■ Exercise description: The answer must consist solely of the line that contains "Please identify the rough" and all subsequent lines of the data, each reproduced exactly.

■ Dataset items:
|---|

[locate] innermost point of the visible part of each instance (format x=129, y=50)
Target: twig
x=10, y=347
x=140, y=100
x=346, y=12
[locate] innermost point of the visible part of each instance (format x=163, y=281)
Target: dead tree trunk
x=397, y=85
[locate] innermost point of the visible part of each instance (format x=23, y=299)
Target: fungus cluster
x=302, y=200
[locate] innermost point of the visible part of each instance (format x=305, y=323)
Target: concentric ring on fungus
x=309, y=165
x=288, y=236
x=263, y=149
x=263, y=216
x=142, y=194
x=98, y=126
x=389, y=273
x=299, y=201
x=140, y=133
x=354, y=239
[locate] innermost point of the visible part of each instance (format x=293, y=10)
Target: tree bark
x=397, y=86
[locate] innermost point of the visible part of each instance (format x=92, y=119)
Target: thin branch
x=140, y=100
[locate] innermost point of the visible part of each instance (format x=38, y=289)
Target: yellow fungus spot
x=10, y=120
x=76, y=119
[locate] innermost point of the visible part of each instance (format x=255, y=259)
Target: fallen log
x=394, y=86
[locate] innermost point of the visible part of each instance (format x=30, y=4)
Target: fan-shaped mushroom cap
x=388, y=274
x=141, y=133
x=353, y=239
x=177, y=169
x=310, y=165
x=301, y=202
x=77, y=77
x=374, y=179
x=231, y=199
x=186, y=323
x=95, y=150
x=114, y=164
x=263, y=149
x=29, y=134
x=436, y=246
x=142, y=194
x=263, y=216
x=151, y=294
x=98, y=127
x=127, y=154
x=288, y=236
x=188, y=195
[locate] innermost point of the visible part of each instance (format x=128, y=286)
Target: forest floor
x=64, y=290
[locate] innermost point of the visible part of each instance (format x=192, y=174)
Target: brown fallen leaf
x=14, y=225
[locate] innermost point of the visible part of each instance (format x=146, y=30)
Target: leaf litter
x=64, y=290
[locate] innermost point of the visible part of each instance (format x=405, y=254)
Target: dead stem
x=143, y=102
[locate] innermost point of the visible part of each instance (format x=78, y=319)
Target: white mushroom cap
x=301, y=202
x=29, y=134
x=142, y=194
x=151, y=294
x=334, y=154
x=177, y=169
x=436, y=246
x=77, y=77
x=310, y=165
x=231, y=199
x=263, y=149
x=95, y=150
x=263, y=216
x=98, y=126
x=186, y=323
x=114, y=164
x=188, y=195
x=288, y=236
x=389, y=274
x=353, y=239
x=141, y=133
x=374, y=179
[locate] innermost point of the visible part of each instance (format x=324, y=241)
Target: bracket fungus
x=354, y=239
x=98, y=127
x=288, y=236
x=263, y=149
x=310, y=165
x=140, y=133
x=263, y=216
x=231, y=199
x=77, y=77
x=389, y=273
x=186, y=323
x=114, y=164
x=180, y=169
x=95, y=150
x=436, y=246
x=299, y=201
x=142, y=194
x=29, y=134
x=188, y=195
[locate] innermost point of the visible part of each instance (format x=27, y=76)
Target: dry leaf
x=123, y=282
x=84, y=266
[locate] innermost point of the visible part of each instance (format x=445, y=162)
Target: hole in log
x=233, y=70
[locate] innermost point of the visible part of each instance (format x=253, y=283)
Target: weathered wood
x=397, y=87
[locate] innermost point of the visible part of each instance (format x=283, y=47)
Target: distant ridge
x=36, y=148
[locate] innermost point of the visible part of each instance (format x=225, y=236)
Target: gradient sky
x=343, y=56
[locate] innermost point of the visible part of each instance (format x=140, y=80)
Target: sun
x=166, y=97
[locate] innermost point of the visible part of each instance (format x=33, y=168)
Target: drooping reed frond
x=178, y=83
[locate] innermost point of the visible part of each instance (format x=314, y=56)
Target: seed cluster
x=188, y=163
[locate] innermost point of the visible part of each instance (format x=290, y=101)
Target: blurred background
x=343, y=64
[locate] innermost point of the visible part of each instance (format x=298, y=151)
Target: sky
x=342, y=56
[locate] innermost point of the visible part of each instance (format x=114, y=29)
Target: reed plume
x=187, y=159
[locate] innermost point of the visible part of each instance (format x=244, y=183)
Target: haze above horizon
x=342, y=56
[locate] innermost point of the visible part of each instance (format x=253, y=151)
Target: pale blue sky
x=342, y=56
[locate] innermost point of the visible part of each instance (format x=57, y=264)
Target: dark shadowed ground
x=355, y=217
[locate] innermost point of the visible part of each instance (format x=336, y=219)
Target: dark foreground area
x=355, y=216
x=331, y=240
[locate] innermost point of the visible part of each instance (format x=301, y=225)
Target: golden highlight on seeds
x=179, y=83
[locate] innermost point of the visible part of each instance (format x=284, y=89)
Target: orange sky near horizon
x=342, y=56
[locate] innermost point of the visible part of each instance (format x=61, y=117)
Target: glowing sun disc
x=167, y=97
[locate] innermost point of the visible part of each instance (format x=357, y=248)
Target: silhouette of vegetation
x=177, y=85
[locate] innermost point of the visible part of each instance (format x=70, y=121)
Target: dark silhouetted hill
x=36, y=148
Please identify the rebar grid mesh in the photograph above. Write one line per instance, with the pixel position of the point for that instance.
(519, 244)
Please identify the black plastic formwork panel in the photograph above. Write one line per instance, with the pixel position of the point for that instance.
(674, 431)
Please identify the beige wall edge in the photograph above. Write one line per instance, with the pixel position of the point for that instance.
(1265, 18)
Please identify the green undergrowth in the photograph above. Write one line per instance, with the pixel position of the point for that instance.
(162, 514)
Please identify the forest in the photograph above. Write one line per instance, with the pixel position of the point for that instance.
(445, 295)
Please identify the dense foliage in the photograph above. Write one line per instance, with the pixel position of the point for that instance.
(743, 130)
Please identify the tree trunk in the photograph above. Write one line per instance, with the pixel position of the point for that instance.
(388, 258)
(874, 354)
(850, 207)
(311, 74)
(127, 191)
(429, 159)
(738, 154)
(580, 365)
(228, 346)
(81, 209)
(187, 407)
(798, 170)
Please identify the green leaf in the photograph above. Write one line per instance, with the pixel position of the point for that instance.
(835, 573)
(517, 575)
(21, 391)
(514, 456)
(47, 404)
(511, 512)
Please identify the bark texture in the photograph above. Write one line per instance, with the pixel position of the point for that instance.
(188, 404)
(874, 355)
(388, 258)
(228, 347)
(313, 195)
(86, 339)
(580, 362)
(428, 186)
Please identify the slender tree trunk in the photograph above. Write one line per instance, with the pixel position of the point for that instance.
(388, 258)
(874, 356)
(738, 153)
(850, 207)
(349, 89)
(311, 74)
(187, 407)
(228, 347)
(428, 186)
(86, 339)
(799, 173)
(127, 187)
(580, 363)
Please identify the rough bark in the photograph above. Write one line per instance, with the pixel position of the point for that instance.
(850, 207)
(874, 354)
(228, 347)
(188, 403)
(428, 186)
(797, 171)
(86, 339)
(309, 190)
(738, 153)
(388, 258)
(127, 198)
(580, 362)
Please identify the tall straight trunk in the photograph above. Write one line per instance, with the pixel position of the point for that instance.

|---|

■ Answer section:
Please identify the rough bark in the photograph above. Write one line per instance, with the pixel position of the point for that instance.
(850, 207)
(874, 354)
(228, 347)
(188, 403)
(428, 186)
(797, 171)
(86, 339)
(309, 190)
(738, 153)
(388, 258)
(127, 198)
(580, 362)
Please identify the tall straight trunk in the photograph above. Write one line per instance, with the pixel position of the point for that instance.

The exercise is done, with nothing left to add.